### Source text:
+++
CRLS Must Stay In-Person

Eman Abdurezak

Closing CRLS now would provide very little benefit to students and the broader Cambridge community.

Tavi Pollard, Audio & Visual Editor

The COVID-19 pandemic has been raging for nearly two years and cases are peaking in the US due to the omicron variant. However, life is a lot different now than it was in March 2020. We have adapted to living within this pandemic, and Massachusetts has fully reopened. The last thing we need is a return to the school closures that ruined so much of our high school experience. In-person learning provides so many opportunities for education and community engagement that completely outweigh the dangers that COVID-19 may present.

The return to in-person learning this fall was celebrated as a moment of recovery from the pandemic because of our ability to more safely gather as a community. At this point where everyone has the opportunity to be vaccinated, we can’t proceed the same way we did at the beginning of the pandemic. Students have made it clear that remote learning was unproductive at best, and has caused severe mental harm at its worst; particularly for neurodivergent students or those with home environments that made it difficult to focus. Giselle Korn ’22 told the Register Forum, “I have ADHD, and sitting on a computer screen, I can’t focus. There are too many distractions at home: with my parents doing video calls for work, and all of my siblings doing school at home as well, it just doesn’t work.” In-person school clearly provides a space for many students that is far more conducive to learning than their home environments.
+++
### Collected data:
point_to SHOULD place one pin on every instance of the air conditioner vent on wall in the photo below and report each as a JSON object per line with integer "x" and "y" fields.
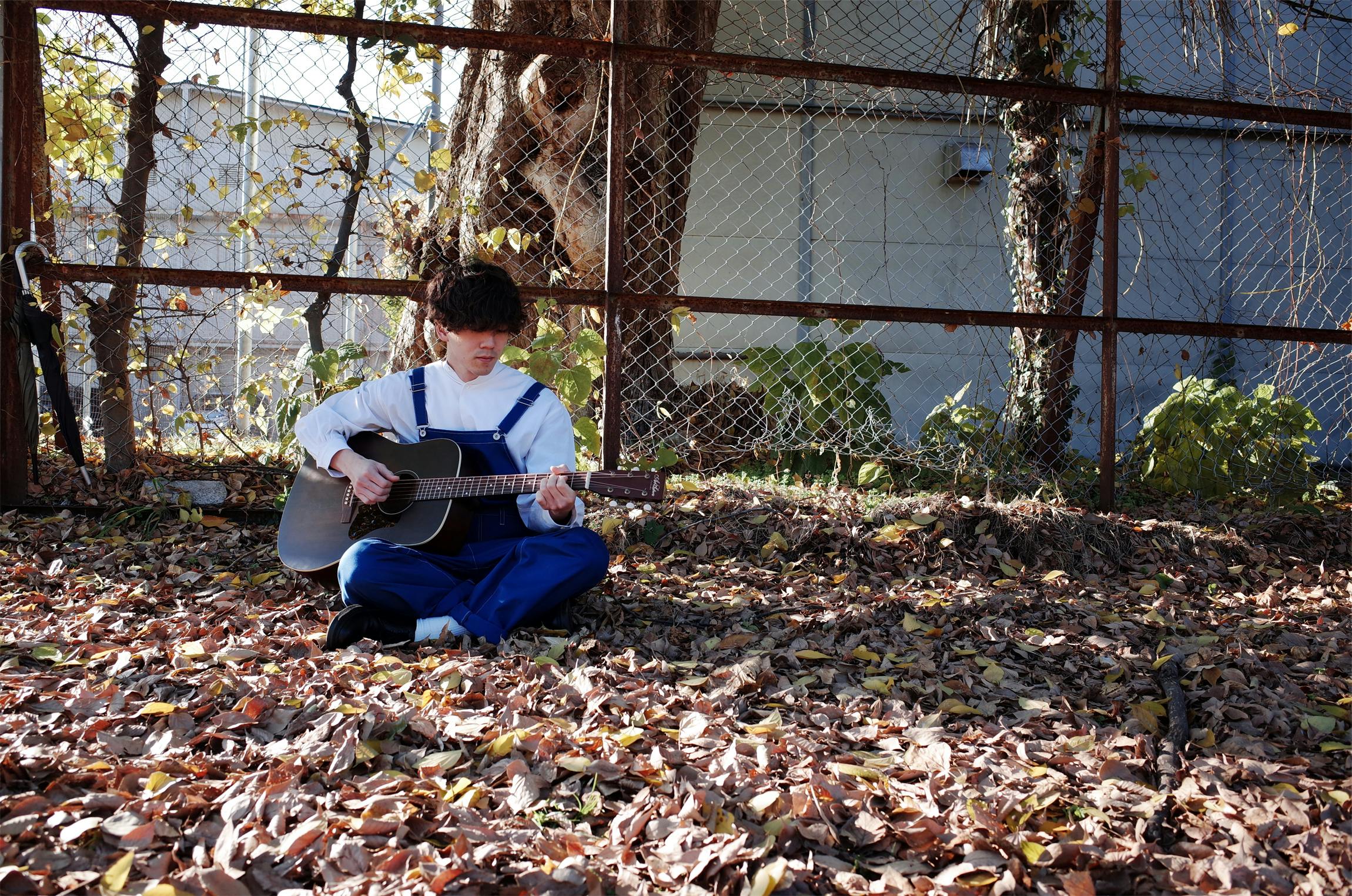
{"x": 966, "y": 164}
+++
### Activity 1:
Why does the CRLS article say the return to in-person learning this fall was celebrated as a moment of recovery from the pandemic?
### Activity 2:
Could you continue the CRLS article from its last sentence?

### Result 1:
It was celebrated because students could once again gather as a community, and do so more safely.

### Result 2:
Socially isolating our students through online school clearly worsened mental health issues of CRLS students, a fact which is made clear by the 2021 CPSD Teen Health Survey results. Conducted during remote/hybrid learning last spring, 46% of CRLS students reported feeling consistently anxious, and 35% of CRLS students reported feeling depressed to the point that it interrupted their routines. While this may not all be able to be attributed to online school, it is safe to assume that a significant portion of mental anguish was caused by the isolation online school resulted in. Going online cannot justify the harm that remote schooling will cause CRLS students, even for just a short period of time.

CRLS also provides many student services and extracurriculars that cannot be replicated virtually. Some students rely on school for food, shelter, and as a safe space to return to each day. Remote learning removes this important aspect of school for many. That’s not to mention extracurricular activities like clubs that are essential to the CRLS experience. Since many of these opportunities are severely limited online, moving extracurriculars online would have a dramatically detrimental effect on students since they are so integral to their lives. For example, participating in any VPA activity like dance, theater, or music is basically impossible over zoom.

Closing CRLS now would provide very little benefit to students and the broader Cambridge community, and there would be many harmful effects placed on students that are too significant to be ignored. Based on the essential services the school provides and the mental effects going remote would have on students, continuing in-person learning is clearly integral to the wellbeing of students at CRLS.